Task goal >>
All that should appear is the run of lines from the one containing "Query: rocky cliff face" through the end of the records, each repeated exactly.

Records to process >>

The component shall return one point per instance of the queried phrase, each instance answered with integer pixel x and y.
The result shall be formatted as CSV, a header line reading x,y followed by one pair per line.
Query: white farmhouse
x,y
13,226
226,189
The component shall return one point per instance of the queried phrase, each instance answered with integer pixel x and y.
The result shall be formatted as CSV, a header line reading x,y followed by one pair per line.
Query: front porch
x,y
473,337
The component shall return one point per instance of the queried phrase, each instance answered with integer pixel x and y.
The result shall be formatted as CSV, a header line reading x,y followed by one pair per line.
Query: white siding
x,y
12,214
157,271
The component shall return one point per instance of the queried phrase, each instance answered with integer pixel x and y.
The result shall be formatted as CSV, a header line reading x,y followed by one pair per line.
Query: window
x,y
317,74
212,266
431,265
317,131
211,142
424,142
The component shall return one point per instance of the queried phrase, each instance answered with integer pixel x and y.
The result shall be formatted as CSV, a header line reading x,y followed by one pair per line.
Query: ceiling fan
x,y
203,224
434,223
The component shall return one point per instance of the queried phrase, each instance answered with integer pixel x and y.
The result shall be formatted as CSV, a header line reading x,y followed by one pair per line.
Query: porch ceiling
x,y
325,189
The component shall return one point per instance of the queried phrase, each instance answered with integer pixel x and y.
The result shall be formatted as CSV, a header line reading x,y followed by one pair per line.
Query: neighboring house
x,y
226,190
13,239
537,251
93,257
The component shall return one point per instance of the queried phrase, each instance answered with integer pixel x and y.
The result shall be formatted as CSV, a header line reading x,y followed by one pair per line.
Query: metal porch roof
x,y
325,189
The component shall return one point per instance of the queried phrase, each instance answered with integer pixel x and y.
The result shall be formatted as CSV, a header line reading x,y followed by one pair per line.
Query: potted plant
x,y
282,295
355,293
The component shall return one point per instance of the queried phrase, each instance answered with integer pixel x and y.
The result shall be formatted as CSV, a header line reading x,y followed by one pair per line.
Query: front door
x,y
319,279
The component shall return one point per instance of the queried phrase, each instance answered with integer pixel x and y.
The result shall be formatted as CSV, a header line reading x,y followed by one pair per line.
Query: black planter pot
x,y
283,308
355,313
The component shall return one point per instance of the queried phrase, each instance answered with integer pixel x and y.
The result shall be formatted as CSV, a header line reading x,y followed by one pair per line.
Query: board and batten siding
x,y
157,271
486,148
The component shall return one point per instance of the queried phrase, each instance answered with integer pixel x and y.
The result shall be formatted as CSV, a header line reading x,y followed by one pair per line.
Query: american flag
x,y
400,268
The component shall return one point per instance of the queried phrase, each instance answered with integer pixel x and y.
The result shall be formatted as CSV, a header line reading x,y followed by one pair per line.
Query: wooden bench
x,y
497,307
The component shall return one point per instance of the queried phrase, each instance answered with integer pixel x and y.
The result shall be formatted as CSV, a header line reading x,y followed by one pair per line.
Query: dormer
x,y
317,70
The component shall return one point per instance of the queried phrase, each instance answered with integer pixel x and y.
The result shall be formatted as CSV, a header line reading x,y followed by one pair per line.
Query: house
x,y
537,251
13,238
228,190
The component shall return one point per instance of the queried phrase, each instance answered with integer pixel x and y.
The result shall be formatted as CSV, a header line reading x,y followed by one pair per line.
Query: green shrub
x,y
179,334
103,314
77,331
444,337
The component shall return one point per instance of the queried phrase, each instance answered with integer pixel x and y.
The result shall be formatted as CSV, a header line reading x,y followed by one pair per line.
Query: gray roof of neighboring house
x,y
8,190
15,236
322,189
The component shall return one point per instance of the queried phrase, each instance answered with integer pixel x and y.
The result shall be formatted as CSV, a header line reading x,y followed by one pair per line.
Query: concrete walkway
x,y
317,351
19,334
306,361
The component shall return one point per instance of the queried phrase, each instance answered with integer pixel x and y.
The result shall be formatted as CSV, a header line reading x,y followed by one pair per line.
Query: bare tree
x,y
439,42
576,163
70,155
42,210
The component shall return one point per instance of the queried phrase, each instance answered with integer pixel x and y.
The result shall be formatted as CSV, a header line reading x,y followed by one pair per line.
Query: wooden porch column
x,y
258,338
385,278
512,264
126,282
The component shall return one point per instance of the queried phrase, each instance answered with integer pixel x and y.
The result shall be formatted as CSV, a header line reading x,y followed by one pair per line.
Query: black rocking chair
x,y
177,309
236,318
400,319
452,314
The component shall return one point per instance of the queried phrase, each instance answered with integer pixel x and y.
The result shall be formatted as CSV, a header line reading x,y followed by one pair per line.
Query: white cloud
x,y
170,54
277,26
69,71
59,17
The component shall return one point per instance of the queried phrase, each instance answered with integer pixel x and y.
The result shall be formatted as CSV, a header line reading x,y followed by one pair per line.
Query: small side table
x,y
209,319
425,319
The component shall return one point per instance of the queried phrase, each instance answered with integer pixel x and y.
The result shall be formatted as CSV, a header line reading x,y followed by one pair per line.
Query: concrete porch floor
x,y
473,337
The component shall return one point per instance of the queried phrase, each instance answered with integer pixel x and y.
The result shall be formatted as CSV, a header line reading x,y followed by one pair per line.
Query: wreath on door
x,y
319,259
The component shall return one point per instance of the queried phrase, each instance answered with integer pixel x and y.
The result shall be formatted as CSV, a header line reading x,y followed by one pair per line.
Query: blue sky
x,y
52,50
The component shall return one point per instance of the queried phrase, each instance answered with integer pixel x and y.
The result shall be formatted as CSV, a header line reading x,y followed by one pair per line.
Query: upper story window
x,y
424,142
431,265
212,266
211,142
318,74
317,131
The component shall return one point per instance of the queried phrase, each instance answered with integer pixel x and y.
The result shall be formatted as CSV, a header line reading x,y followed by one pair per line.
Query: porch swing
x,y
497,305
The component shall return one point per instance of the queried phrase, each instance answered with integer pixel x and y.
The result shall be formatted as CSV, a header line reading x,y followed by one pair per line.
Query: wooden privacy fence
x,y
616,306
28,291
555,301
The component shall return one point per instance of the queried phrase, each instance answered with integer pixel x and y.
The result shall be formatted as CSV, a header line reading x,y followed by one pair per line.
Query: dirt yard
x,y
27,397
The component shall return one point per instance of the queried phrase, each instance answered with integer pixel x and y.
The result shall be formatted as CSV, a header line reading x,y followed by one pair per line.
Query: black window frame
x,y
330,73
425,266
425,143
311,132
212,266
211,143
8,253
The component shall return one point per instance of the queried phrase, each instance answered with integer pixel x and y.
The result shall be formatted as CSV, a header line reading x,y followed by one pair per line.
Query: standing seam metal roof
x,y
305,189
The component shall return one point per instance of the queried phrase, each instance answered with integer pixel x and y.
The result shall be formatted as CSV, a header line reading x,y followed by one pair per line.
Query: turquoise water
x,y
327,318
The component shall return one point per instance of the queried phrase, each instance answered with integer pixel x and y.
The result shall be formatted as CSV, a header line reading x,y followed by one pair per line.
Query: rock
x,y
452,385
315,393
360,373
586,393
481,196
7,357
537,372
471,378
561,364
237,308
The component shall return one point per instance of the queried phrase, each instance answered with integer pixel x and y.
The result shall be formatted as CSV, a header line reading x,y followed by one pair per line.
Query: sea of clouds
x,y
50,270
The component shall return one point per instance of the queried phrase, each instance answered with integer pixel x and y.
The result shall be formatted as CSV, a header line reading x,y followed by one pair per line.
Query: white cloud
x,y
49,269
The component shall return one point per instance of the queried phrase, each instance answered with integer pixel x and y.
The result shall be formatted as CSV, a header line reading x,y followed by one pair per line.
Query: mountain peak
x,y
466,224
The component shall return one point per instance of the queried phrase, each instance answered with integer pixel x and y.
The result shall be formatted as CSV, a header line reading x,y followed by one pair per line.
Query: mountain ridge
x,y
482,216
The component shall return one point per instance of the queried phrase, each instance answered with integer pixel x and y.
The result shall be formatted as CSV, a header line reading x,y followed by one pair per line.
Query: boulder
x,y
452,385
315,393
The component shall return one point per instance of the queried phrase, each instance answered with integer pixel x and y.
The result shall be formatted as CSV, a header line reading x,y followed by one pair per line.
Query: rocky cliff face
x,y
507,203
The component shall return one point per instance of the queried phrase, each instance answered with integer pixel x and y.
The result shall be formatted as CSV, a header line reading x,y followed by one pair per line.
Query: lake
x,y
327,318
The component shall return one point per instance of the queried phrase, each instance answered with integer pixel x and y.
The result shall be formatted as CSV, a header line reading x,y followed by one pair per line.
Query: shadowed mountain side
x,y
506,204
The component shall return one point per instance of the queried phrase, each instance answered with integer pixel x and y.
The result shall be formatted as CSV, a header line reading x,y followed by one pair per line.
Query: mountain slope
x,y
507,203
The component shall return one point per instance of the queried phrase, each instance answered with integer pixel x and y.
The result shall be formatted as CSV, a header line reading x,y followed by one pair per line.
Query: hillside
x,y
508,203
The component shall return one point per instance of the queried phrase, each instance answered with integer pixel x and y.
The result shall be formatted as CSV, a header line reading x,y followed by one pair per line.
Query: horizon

Response area >>
Query: rocky cliff face
x,y
507,203
The component shall return one point per instance of the queried phrase, each instance answered with integer pixel x and y.
The result shall be formatted as CSV, a header line reading x,y followed by one pair per line.
Query: lake
x,y
327,318
The component shall return one point per instance of the queried phrase, each instance answered with integer pixel x and y.
The result shall be formatted as CSV, a header line reading x,y followed by one pair per line.
Query: shadowed mountain side
x,y
506,204
The component shall return one point per instance of the queried phrase, each instance answered with integer pixel x and y.
The result shall be formatted as CSV, a header line reading x,y followed by one pair per line.
Query: mountain slope
x,y
507,203
The component shall return one point per instance of the queried phrase, each instance answered with integer pixel x and y.
The result shall be formatted as CSV, a header line reading x,y followed by one pair per line.
Query: hillside
x,y
508,203
The component shall return one point per instance of the queried phrase, each instance answered with integer pixel x and y.
The result shall be formatted as CSV, a header line reading x,y followed by one pair per line.
Query: horizon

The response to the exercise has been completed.